Reading passage –
The film begins with the death of a 12 year old boy in an accidental drowning due to play fighting. Ramsay uses close up shots of his hands, and the reaction of a mother who fears it is her own child through a window to convey this loss, but even more than the blunt imagery of a pale ghostly hand she created a world of rigor mortis in Glasgow. The air seems thick with poison, and the world is depleted of it’s colour. Rats infest the streets as garbage workers are on strike and the unwanted items of houses get tossed out to fill up the streets. And it is a world of seemingly endless sorrow with it’s lack of anything resembling vibrancy. Glasgow is in a transitional place in this picture with many occupants being moved around slowly into better housing, and garbage men are fighting for more significant rights to better their own lives. It mirrors James’ growing up from boy to teenager. Everything should be progressing for James and Glasgow, but Ramsay-to the film’s strength- is more interested in the current harsh conditions of the area and the guilt of having been involved in his friends death than a feel good narrative of improvement.

James isn’t the only character struggling to make it in Glasgow. He befriends a girl (Margaret Anne) early in the picture who does sexual favours on the side, but is mercilessly mocked for this reason, her weight, and her need to wear glasses. In their relationship the film finds some of it’s few happier moments. James and Margaret Anne share many significant scenes and seem to have an instant bond. She finds him more trustworthy than the boys he sometimes runs around with (as he treats her with common respect), and he doesn’t have to put up his guard and act hypermasculine to impress her. He even attempts to retrieve her glasses from a pond at one point despite his post traumatic fear of water. He has a similar relationship with his sister, and while they fight as siblings do they shelter each other from the harshness of their sometimes violent father. The humanity and character interaction of James with the various women in his life are often the films sweetest moments. The presence of the gang of boys his age who are more interested in violence, teasing and making it with girls seems foreign to him after the events of the drowning earlier in the picture. His greatest betrayal growing up is even when one of his few male friends, who had a fondness for animals, begins to exhibit violent behaviour to those creates he once loved ,and James finds his friendship with him crumbling. In these ways Ratcatcher exhibits traditional ideas of masculinity as being toxic to male development, and it backs this up with the abusive relationship he has with his father whose only interest for James is to become interested in sports despite his hatred of Football.

Brief –
According to the film review, for what things is Margaret Anne mocked? List all of them.

Data excerpts –
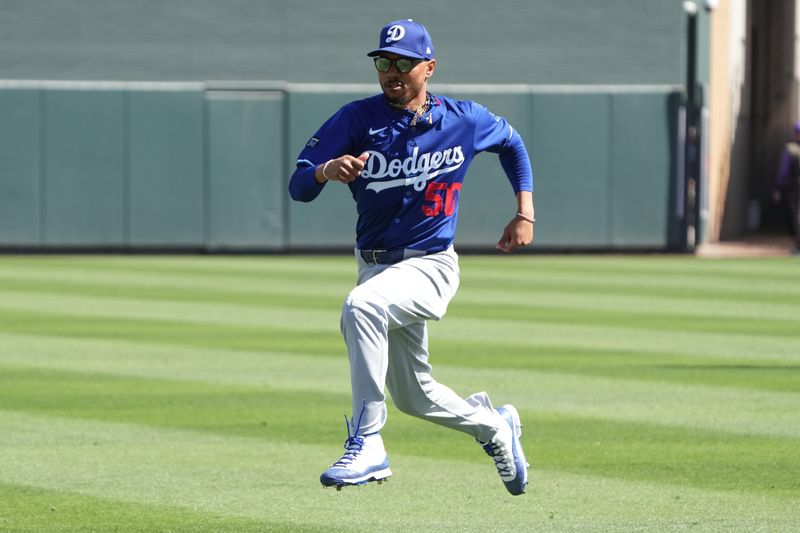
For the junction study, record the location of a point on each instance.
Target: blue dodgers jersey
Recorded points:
(408, 193)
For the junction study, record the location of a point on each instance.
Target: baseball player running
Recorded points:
(404, 154)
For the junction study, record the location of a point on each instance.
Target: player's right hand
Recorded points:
(343, 169)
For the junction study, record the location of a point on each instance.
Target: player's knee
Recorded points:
(360, 305)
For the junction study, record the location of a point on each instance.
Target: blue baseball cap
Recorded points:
(406, 38)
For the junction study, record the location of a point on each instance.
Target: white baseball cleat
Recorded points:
(364, 460)
(506, 450)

Response –
- Doing sexual favors on the side
- Her weight
- Her need to wear glasses